- **Problem details**
Show every line in the records below that contains the word "instance", copied in full.

- **Data supplied**
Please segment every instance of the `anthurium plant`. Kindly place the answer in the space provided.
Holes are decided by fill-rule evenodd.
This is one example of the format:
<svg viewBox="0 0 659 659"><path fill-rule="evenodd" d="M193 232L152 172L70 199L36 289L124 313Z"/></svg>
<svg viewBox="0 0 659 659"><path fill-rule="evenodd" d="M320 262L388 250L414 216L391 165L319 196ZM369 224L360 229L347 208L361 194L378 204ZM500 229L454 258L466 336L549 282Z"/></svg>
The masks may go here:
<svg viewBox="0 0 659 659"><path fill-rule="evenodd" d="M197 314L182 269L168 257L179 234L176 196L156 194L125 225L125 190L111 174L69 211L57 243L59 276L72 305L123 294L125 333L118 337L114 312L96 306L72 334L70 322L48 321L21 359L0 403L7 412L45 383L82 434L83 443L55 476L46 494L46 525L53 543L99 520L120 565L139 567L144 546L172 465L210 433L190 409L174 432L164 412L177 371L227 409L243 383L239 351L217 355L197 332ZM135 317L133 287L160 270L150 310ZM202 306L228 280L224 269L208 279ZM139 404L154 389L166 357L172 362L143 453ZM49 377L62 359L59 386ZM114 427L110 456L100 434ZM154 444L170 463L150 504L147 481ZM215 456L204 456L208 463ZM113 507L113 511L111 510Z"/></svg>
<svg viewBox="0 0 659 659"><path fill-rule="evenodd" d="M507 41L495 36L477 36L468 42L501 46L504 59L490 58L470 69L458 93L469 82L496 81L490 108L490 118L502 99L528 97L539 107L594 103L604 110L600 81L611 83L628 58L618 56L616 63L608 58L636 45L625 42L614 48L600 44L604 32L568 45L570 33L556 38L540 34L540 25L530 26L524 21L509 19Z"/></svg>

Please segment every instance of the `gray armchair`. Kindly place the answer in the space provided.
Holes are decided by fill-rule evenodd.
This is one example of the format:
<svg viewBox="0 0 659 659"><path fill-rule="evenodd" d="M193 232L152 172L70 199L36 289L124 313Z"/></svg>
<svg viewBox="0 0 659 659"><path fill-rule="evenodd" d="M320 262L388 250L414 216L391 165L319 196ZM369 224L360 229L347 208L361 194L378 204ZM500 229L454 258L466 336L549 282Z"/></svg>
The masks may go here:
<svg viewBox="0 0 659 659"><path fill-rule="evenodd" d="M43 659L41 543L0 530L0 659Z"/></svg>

- **Written response**
Please segment every instance of the `anthurium plant`. Kindly place the answer in the space provided.
Please segment every instance of the `gray armchair`. Kindly place the answer in the space provided.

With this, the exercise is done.